It’s fair to say that she will have a good team behind her in this project, a couple of golden “corners” one could say.
“I just love the sport and I support all the women of the sport,” she said. “What they do is pretty incredible to me. In my movie, Amanda Nunes and Valentina Shevchenko are gonna be part of it, and that means the world to me because they are both amazing champions in their own way.”
In these times when “Fight like a girl” is becoming more of a compliment that an insult, Berry, like any other woman inside the Octagon, will be brave enough to show herself open and real to the big screen.
“It’s been a privilege,” she said. “I’m not only learned so much about their process, which was fascinating to me, but I also been able to get inside and close with some of these women, and I learned about their heart, and I learned about why they’re fighting. More than men, women have real tangible reason why they are fighting. They are dealing with some of their hurts, their demons, their past. They are fighting for something I found really deep. And I’m not saying that men don’t, I just spent more time talking with women because I’m a woman playing an MMA fighter, and so what I’ve learned was that my film had to incorporate that reality in some way to make it resonate and feel real, because for a woman to enter a bloodsport like this, it doesn’t feel like it’s in our DNA. We’re nurturers. We’re caregivers. We carry the babies. So, I’m fascinated when I hear stories of different women why they chose to do this. There’s always a deep story behind it. And I knew that had to be sort of the cornerstone of what this film is all about, because it’s about a woman from a woman’s point of view and directed by a woman and written by a woman.”
Same as all UFC fans around the world right now, Berry can’t help but to express her excitement for the UFC 242 main event that will unify the lightweight title between the undefeated champion Khabib Nurmagomedov and interim champion Dustin Poirier.
“I wish I could be in Abu Dhabi,” she said. “I don’t know much. I’m just gonna tell you my humble opinion. I don’t think you bet against Khabib. Probably only lost one round in his whole life since he started. How do you bet against that? But Poirier is a great striker, and he’s got power, and he has the talent to pull something out and shock us, and that’s what I love about the sport. He could actually do that. There’s a possibility, which makes it a great fight and something everybody wants to see. It’s really hard for me to pick up favorites. I’m rooting to see a good fight. I’m rooting for something that would be exciting.”

Image point grounding data =>
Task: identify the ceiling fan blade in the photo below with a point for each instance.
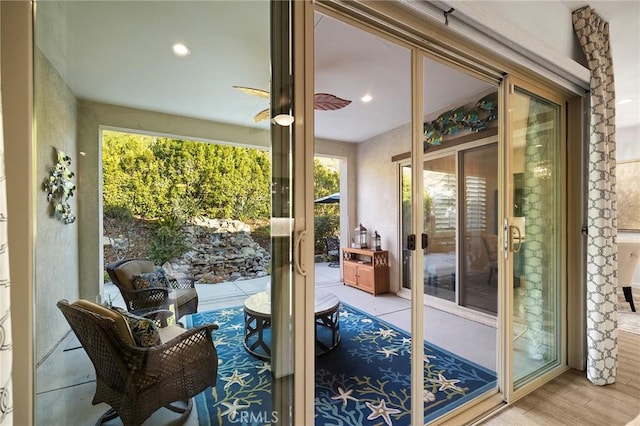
(328, 102)
(261, 116)
(251, 91)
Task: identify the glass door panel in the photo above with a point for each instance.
(534, 234)
(440, 205)
(457, 170)
(352, 380)
(405, 208)
(479, 218)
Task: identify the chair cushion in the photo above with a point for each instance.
(156, 278)
(143, 330)
(121, 324)
(169, 332)
(127, 270)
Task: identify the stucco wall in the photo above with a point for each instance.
(347, 153)
(378, 191)
(56, 272)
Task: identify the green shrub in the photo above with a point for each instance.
(169, 241)
(325, 226)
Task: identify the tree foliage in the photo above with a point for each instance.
(327, 216)
(154, 177)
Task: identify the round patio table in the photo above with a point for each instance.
(257, 323)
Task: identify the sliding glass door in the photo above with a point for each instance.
(533, 233)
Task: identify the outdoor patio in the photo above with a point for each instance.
(65, 384)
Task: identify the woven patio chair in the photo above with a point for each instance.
(136, 381)
(122, 274)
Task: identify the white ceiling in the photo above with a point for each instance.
(118, 52)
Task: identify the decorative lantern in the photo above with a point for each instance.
(361, 236)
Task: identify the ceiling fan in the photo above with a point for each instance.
(321, 101)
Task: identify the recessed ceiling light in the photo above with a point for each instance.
(180, 49)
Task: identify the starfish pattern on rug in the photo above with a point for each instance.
(350, 381)
(386, 333)
(427, 358)
(264, 367)
(428, 396)
(344, 396)
(445, 383)
(381, 410)
(232, 409)
(236, 377)
(388, 352)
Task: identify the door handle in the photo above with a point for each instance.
(515, 239)
(298, 253)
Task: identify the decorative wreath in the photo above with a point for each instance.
(59, 189)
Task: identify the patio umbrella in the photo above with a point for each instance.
(329, 199)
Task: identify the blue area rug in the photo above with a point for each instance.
(365, 380)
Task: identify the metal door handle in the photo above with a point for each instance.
(515, 238)
(298, 254)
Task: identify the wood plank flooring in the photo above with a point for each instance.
(571, 399)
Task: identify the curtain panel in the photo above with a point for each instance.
(6, 361)
(602, 345)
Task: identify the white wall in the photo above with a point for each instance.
(378, 192)
(56, 274)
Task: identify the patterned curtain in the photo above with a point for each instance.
(6, 402)
(602, 344)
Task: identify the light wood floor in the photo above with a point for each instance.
(571, 399)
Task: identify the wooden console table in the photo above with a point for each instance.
(366, 269)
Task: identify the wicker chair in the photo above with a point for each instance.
(137, 381)
(121, 274)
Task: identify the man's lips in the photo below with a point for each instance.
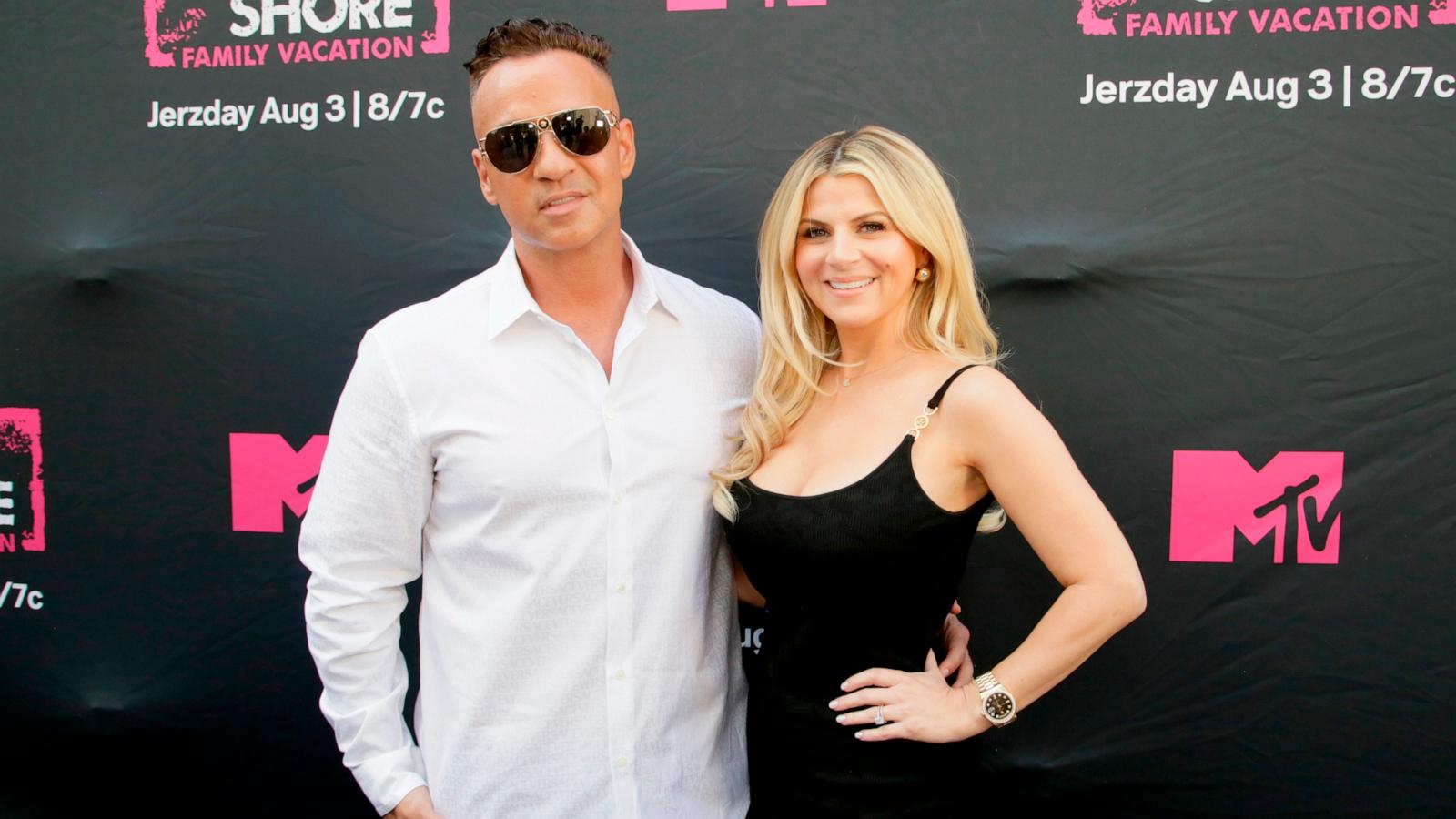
(562, 201)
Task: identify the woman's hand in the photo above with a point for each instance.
(915, 705)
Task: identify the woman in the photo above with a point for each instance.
(874, 334)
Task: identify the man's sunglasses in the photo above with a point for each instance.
(582, 131)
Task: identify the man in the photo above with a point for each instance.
(536, 445)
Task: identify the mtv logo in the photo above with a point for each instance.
(269, 475)
(1218, 497)
(22, 493)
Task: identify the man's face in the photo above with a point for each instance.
(561, 201)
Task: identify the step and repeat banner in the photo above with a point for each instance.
(1216, 237)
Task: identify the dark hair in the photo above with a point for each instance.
(523, 38)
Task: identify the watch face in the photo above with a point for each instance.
(999, 705)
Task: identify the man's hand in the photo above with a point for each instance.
(957, 640)
(415, 806)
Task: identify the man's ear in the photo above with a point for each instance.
(626, 147)
(480, 162)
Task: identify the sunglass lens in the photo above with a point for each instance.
(511, 147)
(582, 131)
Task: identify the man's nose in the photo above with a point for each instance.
(552, 160)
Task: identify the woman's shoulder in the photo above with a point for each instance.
(982, 395)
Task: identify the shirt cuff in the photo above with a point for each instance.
(386, 780)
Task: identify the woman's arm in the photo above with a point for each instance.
(1043, 491)
(1024, 462)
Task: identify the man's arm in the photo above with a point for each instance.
(361, 540)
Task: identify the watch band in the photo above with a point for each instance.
(997, 704)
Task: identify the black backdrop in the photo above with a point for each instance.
(1193, 280)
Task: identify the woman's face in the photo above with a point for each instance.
(852, 261)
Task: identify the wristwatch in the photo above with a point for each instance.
(997, 705)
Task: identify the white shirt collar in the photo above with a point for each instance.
(510, 299)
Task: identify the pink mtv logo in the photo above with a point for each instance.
(1099, 16)
(721, 5)
(167, 31)
(268, 475)
(1290, 501)
(22, 493)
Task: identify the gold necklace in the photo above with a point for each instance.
(846, 380)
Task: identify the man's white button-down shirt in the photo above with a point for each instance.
(577, 624)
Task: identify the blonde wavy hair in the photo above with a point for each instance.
(945, 314)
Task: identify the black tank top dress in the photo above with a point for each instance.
(854, 579)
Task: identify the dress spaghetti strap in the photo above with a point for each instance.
(924, 419)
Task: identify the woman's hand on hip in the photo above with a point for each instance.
(915, 705)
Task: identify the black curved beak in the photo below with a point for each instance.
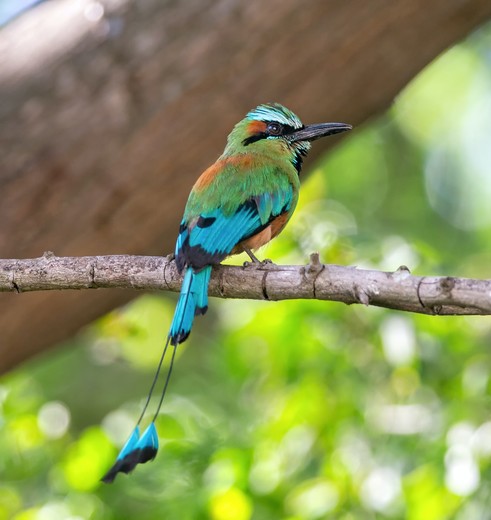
(313, 132)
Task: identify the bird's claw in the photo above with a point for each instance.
(258, 263)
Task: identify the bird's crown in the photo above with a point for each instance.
(270, 112)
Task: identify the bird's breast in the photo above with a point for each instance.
(264, 236)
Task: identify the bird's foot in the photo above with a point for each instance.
(258, 263)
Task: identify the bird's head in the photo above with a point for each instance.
(272, 129)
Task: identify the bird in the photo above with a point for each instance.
(237, 205)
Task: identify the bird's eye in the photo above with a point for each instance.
(274, 129)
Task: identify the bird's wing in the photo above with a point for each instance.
(210, 237)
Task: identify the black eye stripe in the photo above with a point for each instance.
(284, 130)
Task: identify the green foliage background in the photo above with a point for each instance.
(296, 410)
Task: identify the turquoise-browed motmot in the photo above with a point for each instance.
(237, 205)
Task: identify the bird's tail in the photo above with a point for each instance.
(193, 301)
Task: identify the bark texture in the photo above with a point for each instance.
(436, 295)
(105, 124)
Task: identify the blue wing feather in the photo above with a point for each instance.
(213, 235)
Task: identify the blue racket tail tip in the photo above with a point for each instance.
(137, 450)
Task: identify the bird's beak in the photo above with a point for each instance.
(313, 132)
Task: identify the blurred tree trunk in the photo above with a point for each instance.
(110, 109)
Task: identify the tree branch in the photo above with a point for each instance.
(399, 290)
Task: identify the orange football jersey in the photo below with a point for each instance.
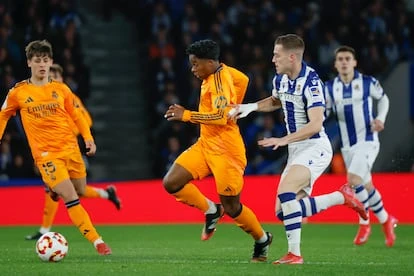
(45, 111)
(217, 133)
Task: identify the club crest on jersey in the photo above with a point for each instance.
(315, 91)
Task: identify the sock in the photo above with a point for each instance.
(49, 212)
(81, 219)
(191, 195)
(292, 218)
(375, 202)
(212, 207)
(91, 192)
(313, 205)
(362, 195)
(248, 222)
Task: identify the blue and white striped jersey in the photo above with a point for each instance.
(352, 104)
(297, 96)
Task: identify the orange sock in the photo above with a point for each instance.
(91, 192)
(247, 221)
(192, 196)
(81, 219)
(49, 211)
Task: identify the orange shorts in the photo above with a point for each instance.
(227, 169)
(55, 169)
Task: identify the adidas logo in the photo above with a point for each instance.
(228, 189)
(29, 100)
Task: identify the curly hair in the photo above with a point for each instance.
(204, 49)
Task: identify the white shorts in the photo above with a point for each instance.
(359, 159)
(314, 154)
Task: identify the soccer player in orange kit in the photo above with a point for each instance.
(46, 107)
(219, 151)
(51, 203)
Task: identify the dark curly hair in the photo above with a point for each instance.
(204, 49)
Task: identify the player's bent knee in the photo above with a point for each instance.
(279, 215)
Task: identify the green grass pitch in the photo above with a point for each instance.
(177, 250)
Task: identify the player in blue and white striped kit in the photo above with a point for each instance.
(299, 91)
(350, 96)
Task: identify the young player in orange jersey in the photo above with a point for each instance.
(45, 107)
(219, 151)
(51, 203)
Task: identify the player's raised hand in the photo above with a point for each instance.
(272, 142)
(241, 110)
(90, 147)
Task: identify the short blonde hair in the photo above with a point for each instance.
(38, 48)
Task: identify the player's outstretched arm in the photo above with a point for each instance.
(242, 110)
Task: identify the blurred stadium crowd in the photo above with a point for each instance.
(379, 30)
(22, 21)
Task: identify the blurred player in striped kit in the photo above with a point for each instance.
(350, 96)
(298, 90)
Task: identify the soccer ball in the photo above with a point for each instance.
(52, 247)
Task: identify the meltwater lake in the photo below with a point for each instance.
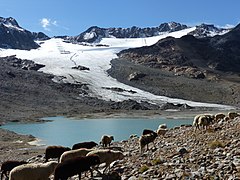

What you will do => Pull out the part of the passage about Berry from "It’s fair to" to "the big screen.", word for word. These rows have nothing to do with the passage about Berry.

Solution to this task =>
It’s fair to say that she will have a good team behind her in this project, a couple of golden “corners” one could say.
“I just love the sport and I support all the women of the sport,” she said. “What they do is pretty incredible to me. In my movie, Amanda Nunes and Valentina Shevchenko are gonna be part of it, and that means the world to me because they are both amazing champions in their own way.”
In these times when “Fight like a girl” is becoming more of a compliment that an insult, Berry, like any other woman inside the Octagon, will be brave enough to show herself open and real to the big screen.